▸ Listed records
=====
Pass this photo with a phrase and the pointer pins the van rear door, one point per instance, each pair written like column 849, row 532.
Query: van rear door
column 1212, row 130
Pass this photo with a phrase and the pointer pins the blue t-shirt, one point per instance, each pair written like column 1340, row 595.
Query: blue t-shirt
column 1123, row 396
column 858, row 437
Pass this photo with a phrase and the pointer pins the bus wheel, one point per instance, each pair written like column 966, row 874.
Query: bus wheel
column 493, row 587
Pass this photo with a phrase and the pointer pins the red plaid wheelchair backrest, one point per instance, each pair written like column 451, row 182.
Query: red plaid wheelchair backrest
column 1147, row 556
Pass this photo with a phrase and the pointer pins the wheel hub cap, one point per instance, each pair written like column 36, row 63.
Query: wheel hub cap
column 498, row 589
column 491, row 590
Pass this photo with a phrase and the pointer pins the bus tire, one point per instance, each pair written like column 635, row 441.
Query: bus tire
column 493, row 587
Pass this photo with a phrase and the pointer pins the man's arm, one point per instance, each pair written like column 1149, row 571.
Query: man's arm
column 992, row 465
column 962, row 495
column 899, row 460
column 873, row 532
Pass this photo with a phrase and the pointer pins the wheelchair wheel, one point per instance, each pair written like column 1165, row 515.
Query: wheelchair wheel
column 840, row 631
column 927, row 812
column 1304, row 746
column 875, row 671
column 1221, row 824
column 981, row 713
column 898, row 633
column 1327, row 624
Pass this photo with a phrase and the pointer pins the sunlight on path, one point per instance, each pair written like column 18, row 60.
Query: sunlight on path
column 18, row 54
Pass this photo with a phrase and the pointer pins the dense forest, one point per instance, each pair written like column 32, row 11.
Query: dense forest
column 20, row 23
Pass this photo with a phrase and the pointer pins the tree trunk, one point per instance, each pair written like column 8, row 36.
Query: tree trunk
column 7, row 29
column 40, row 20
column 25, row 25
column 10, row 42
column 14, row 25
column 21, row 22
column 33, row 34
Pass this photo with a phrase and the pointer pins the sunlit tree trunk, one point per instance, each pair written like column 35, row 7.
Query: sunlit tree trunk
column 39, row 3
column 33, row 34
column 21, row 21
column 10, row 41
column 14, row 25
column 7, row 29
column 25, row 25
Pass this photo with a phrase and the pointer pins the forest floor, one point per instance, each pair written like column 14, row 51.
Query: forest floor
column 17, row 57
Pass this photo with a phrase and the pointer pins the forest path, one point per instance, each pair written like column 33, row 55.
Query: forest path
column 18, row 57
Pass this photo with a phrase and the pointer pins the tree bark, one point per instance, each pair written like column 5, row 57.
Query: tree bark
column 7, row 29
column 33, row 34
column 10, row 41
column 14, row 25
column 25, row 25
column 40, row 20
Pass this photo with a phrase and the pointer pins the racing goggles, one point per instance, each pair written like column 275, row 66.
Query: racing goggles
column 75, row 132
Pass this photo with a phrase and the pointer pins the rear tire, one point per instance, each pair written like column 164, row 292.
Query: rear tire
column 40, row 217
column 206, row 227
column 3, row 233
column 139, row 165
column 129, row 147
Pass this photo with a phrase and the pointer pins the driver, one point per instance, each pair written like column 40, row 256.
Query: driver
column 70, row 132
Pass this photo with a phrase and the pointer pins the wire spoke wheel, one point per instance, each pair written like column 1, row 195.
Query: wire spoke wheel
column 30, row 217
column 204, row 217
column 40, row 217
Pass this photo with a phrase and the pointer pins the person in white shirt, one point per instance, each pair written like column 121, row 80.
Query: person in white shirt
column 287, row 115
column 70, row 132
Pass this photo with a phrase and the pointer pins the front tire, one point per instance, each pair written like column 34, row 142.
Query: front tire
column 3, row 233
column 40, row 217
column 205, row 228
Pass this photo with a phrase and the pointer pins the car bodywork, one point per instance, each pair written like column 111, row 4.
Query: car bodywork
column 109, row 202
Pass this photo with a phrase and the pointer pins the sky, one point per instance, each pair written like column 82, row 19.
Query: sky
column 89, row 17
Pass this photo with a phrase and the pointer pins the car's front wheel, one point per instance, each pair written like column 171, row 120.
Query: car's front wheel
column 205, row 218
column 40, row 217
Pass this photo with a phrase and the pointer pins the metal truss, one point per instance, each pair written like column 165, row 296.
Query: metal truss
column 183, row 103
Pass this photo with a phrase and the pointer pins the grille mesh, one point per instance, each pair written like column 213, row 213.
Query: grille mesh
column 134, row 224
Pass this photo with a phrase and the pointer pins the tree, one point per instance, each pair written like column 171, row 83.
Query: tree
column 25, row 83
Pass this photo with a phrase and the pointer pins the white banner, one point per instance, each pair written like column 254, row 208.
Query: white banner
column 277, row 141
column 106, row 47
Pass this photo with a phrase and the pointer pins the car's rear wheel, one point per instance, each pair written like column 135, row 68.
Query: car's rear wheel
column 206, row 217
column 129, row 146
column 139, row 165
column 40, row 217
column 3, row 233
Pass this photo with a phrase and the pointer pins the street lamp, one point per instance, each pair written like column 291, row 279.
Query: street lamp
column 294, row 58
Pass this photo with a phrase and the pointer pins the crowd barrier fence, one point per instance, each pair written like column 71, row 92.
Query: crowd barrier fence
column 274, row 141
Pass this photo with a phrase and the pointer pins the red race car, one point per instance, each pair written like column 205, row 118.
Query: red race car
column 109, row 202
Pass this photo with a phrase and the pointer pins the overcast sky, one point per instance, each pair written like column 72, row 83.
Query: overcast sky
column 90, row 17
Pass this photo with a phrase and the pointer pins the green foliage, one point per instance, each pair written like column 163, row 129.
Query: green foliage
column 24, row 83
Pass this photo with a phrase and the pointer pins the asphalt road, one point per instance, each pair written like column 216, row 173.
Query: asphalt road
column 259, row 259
=====
▸ Your objective
Copy out every one of the rows above word for word, with no changes.

▸ Solution
Pass this photo with a phrase and the pointer pins the van rear door, one point per instance, each pair written like column 849, row 532.
Query: van rear door
column 1212, row 130
Pass this photo with a phrase and the pointer pins the blue t-shirt, one point per instance, each pair written like column 1340, row 595.
Query: blue t-shirt
column 1123, row 396
column 858, row 437
Pass this photo with a phrase and the pointer pins the bus wheel, one point per instance, each pair written like column 966, row 874.
Query: bus wheel
column 493, row 587
Pass this photo with a phrase and the pointer pins the red plaid wheelchair backrest, one point per instance, each pair written like column 451, row 182.
Query: red plaid wheelchair backrest
column 1147, row 556
Pass this photo with a phrase and the pointer pins the wheel hub cap, one point per instance, each pair written like column 36, row 63.
Query: wheel hub cap
column 498, row 589
column 491, row 590
Pass this photo with a phrase and the pointer pins the bus tire, one point per instance, each pair written like column 635, row 441.
Query: bus tire
column 493, row 587
Pass this photo with a phrase and the pointer pins the man's arm, one point per instance, each pair written like column 1149, row 571.
Query: man's arm
column 992, row 465
column 962, row 495
column 899, row 460
column 873, row 532
Pass this photo with a phrase and the pointer pins the wheelchair wheel, one point per instance, each pair written like column 1165, row 515.
Query: wheelchair wheel
column 840, row 631
column 927, row 812
column 1304, row 746
column 875, row 671
column 1221, row 824
column 981, row 713
column 898, row 633
column 1327, row 624
Pass this photo with a phrase and the pointer pins the sunlight on path, one point per instance, each pair written like column 18, row 60.
Query: sunlight on path
column 18, row 54
Pass this photo with a phrase and the pointer pins the dense forest, one point per instance, each pair written like column 32, row 11.
Query: dense forest
column 20, row 23
Pass this photo with a phrase and the pointer pins the tree trunk, one point per instance, each pair written like column 8, row 36.
Query: tree trunk
column 7, row 29
column 40, row 20
column 25, row 25
column 10, row 42
column 14, row 25
column 21, row 22
column 33, row 34
Pass this photo with a phrase and the pointer pins the sunlit tree trunk, one point per instance, each pair written like column 35, row 7.
Query: sunlit tree trunk
column 39, row 3
column 33, row 34
column 21, row 21
column 10, row 41
column 14, row 25
column 7, row 29
column 25, row 25
Pass this photo with a phrase and the pointer pins the forest floor, one point per instance, each pair written like column 14, row 51.
Query: forest floor
column 17, row 57
Pass this photo with a phrase and the pointer pins the forest path, one point per instance, each pair written like column 33, row 55.
Query: forest path
column 18, row 57
Pass this photo with a phrase and the pointer pins the tree bark, one point per instance, each pair written like column 5, row 57.
Query: tree bark
column 7, row 29
column 33, row 34
column 10, row 41
column 14, row 25
column 25, row 25
column 40, row 20
Pass this photo with a phrase and the pointer pins the racing goggles, one point per instance, each pair written like column 275, row 66.
Query: racing goggles
column 75, row 132
Pass this photo with a phrase and the pointer pins the rear tire, one point per instance, each pair written like column 164, row 292.
Query: rear tire
column 40, row 217
column 206, row 227
column 3, row 233
column 139, row 165
column 129, row 147
Pass this photo with a phrase and the pointer pins the driver, one point per instance, each pair written like column 40, row 256.
Query: driver
column 70, row 132
Pass this photo with a phrase and the pointer pins the wire spoke wheel, one point per instance, each pair written like column 1, row 195.
Query: wire spoke wheel
column 30, row 217
column 204, row 217
column 40, row 217
Pass this photo with a phrase and the pointer pins the person in white shirt, one point per instance, each pair written like column 121, row 80.
Query: person in white shirt
column 287, row 115
column 70, row 132
Pass this photo with a phrase and the pointer pins the front tire, one point per instance, each pair written like column 34, row 142.
Query: front tire
column 3, row 233
column 40, row 217
column 205, row 228
Pass this photo with a phrase and the pointer pins the car bodywork, one point per instance, each pair written like column 111, row 4.
Query: car bodywork
column 109, row 202
Pass this photo with a phrase and the pointer pins the sky, one point per instance, each pair written like column 82, row 19.
Query: sky
column 89, row 17
Pass this photo with a phrase and the pointer pins the car's front wheel, one point per instance, each pair written like column 171, row 120.
Query: car's front wheel
column 205, row 218
column 40, row 217
Pass this photo with a phrase and the pointer pins the metal truss, one point per instance, each pair written like column 165, row 296.
Query: metal truss
column 183, row 103
Pass this photo with a phrase and the pointer pins the grille mesh, one point per instance, each pair written like column 213, row 213.
Query: grille mesh
column 134, row 224
Pass this photo with a phrase and the pointer pins the tree, one point per instance, each pair written like column 171, row 83.
Query: tree
column 25, row 83
Pass this photo with a phrase and the pointer pins the white banner, one point per instance, each pair written like column 254, row 208.
Query: white banner
column 277, row 141
column 106, row 47
Pass this photo with a phrase and the pointer pins the car's rear wheel, one point per instance, each pair written like column 135, row 68.
Query: car's rear wheel
column 206, row 217
column 129, row 146
column 139, row 165
column 40, row 217
column 3, row 233
Pass this photo with a phrase and the pointer pins the street lamp, one point per instance, each pair written like column 291, row 279.
Query: street lamp
column 294, row 58
Pass this photo with a phrase and the pointer pins the crowd barrier fence, one point per instance, each pair written like column 71, row 92.
Query: crowd barrier fence
column 274, row 141
Pass this photo with a phrase and the pointer pins the red race car, one point per instance, each pair written like column 205, row 118.
Query: red race car
column 109, row 202
Pass this photo with a phrase and the pointer pins the overcast sky, one point per instance, each pair written like column 72, row 83.
Query: overcast sky
column 90, row 17
Pass this photo with a phrase and the pointer pins the green foliage, one point per instance, each pair written like column 163, row 129.
Query: green foliage
column 24, row 83
Pass this photo with a phrase and the pointer pins the asphalt road, one point per instance, each pair written like column 216, row 173.
Query: asphalt road
column 259, row 259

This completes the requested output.